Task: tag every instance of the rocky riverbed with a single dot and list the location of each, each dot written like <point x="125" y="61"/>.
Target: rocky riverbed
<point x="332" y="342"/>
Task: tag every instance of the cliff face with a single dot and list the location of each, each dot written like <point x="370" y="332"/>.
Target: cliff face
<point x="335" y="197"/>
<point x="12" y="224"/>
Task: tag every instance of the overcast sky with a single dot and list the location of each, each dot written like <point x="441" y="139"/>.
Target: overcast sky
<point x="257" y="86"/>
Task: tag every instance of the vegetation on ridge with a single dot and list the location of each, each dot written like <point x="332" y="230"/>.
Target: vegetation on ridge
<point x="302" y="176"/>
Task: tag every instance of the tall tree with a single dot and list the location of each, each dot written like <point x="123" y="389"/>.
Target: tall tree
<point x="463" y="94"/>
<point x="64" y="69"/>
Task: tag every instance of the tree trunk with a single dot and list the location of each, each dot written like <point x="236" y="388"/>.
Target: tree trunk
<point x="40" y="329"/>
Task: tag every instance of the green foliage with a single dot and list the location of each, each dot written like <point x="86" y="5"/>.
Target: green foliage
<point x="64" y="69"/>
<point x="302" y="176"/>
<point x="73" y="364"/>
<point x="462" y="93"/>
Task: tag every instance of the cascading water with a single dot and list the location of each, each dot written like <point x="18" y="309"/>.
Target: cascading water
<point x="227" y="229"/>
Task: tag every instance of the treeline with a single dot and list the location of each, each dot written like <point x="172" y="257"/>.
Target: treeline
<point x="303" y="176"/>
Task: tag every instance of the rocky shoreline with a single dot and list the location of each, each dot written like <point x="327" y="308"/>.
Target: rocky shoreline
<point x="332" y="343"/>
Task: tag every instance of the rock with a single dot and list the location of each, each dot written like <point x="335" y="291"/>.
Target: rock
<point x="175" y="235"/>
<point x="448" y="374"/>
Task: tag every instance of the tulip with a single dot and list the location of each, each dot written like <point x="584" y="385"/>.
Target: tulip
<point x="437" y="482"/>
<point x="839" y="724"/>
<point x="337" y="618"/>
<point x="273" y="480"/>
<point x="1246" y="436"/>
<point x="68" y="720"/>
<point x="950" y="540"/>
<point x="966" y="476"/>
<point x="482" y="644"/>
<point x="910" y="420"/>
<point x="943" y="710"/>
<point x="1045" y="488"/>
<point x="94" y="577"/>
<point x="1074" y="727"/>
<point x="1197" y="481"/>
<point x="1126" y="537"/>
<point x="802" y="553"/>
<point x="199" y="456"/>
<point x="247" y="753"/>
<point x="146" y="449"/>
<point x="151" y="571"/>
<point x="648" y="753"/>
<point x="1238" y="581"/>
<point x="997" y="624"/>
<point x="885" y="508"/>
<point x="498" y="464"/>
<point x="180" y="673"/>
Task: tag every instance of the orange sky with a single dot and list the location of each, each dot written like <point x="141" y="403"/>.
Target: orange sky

++++++++++++++++++++

## Objective
Can you copy out all of the entries above again, swapping "cascading water" for "waterfall" and keeping everything else the same?

## Written reply
Task: tag every instance of the rocky riverbed with a single dot and list the location of each, each dot written like <point x="125" y="61"/>.
Target: rocky riverbed
<point x="332" y="342"/>
Task: tag every instance of the cliff face with a single dot and list the location of each, each dot written like <point x="370" y="332"/>.
Target: cliff face
<point x="335" y="197"/>
<point x="12" y="224"/>
Task: tag every instance of the overcast sky with a single dot and list the location of each, each dot written like <point x="441" y="139"/>.
Target: overcast sky
<point x="257" y="86"/>
Task: tag every instance of the vegetation on ridge with a single dot and list the location of each, each dot written like <point x="332" y="230"/>.
Target: vegetation on ridge
<point x="302" y="176"/>
Task: tag every instance of the tall tree with a single dot and list the location of each, each dot written like <point x="123" y="389"/>.
Target: tall tree
<point x="463" y="94"/>
<point x="64" y="69"/>
Task: tag every instance of the tree trunk with a single dot and list the location of each, each dot written like <point x="236" y="388"/>.
Target: tree trunk
<point x="40" y="329"/>
Task: tag every instance of the green foliage with a single dot and list the location of each, each dot written like <point x="86" y="5"/>.
Target: green foliage
<point x="64" y="69"/>
<point x="302" y="176"/>
<point x="73" y="364"/>
<point x="462" y="93"/>
Task: tag every instance of the waterfall with a single dot and list the location of each, each dot written like <point x="18" y="309"/>.
Target: waterfall
<point x="227" y="229"/>
Task: tag every instance of the treeline with a single dot and list the location of each, each dot written like <point x="172" y="257"/>.
Target: treeline
<point x="303" y="176"/>
Task: tag every instance of the rocky shoreline with a single dot and list the location of each, each dot written like <point x="327" y="308"/>.
Target: rocky shoreline
<point x="332" y="343"/>
Task: tag every instance of the rock with a single dot and list the location of each, each dot written like <point x="335" y="291"/>.
Target: rock
<point x="175" y="235"/>
<point x="448" y="374"/>
Task: tag every instance of the tulip with a single dot and list the location of each, each dot written like <point x="584" y="385"/>.
Target: tulip
<point x="437" y="482"/>
<point x="839" y="724"/>
<point x="337" y="618"/>
<point x="273" y="480"/>
<point x="1246" y="436"/>
<point x="68" y="720"/>
<point x="950" y="540"/>
<point x="966" y="476"/>
<point x="482" y="644"/>
<point x="910" y="420"/>
<point x="943" y="710"/>
<point x="1045" y="488"/>
<point x="94" y="577"/>
<point x="1074" y="727"/>
<point x="1197" y="481"/>
<point x="1126" y="537"/>
<point x="802" y="553"/>
<point x="199" y="456"/>
<point x="247" y="753"/>
<point x="146" y="449"/>
<point x="151" y="571"/>
<point x="648" y="753"/>
<point x="1238" y="581"/>
<point x="997" y="624"/>
<point x="885" y="508"/>
<point x="498" y="464"/>
<point x="180" y="673"/>
Task: tag every instance of the orange sky with a single dot and list the location of each, each dot written like <point x="141" y="403"/>.
Target: orange sky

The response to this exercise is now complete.